### Aufgabe
Wandeln Sie die gesamte folgende Auflistung in eine Markdown-Tabelle mit den Spalten „Nummer“ und „Zeile“ um. Leere Zeilen lassen Sie dabei weg.

### Einträge zur Regionsannotation
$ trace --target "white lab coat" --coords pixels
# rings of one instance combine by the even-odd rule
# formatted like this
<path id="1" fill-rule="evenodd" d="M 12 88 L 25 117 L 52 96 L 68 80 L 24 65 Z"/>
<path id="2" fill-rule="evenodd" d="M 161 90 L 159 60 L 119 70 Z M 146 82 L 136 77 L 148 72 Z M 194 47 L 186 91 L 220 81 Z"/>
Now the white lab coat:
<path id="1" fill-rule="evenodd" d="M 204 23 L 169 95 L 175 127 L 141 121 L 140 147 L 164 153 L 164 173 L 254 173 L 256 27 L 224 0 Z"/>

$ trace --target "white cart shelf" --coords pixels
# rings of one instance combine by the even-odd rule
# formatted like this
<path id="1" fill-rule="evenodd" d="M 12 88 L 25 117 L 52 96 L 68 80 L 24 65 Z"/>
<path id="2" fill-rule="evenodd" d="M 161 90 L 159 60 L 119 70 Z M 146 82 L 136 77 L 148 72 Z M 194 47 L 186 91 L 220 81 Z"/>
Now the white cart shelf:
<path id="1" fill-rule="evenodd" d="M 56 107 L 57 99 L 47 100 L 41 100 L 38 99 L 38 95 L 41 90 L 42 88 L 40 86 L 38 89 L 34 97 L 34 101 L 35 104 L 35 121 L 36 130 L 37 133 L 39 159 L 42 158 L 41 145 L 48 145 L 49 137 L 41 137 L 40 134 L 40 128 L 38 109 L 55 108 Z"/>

### Ergebnis
| Nummer | Zeile |
|---|---|
| 1 | $ trace --target "white lab coat" --coords pixels |
| 2 | # rings of one instance combine by the even-odd rule |
| 3 | # formatted like this |
| 4 | <path id="1" fill-rule="evenodd" d="M 12 88 L 25 117 L 52 96 L 68 80 L 24 65 Z"/> |
| 5 | <path id="2" fill-rule="evenodd" d="M 161 90 L 159 60 L 119 70 Z M 146 82 L 136 77 L 148 72 Z M 194 47 L 186 91 L 220 81 Z"/> |
| 6 | Now the white lab coat: |
| 7 | <path id="1" fill-rule="evenodd" d="M 204 23 L 169 95 L 175 127 L 141 121 L 140 147 L 164 153 L 164 173 L 254 173 L 256 27 L 224 0 Z"/> |
| 8 | $ trace --target "white cart shelf" --coords pixels |
| 9 | # rings of one instance combine by the even-odd rule |
| 10 | # formatted like this |
| 11 | <path id="1" fill-rule="evenodd" d="M 12 88 L 25 117 L 52 96 L 68 80 L 24 65 Z"/> |
| 12 | <path id="2" fill-rule="evenodd" d="M 161 90 L 159 60 L 119 70 Z M 146 82 L 136 77 L 148 72 Z M 194 47 L 186 91 L 220 81 Z"/> |
| 13 | Now the white cart shelf: |
| 14 | <path id="1" fill-rule="evenodd" d="M 56 107 L 57 99 L 47 100 L 41 100 L 38 99 L 38 95 L 41 90 L 42 88 L 40 86 L 38 89 L 34 97 L 34 101 L 35 104 L 35 121 L 36 130 L 37 133 L 39 159 L 42 158 L 41 145 L 48 145 L 49 137 L 41 137 L 40 134 L 40 128 L 38 109 L 55 108 Z"/> |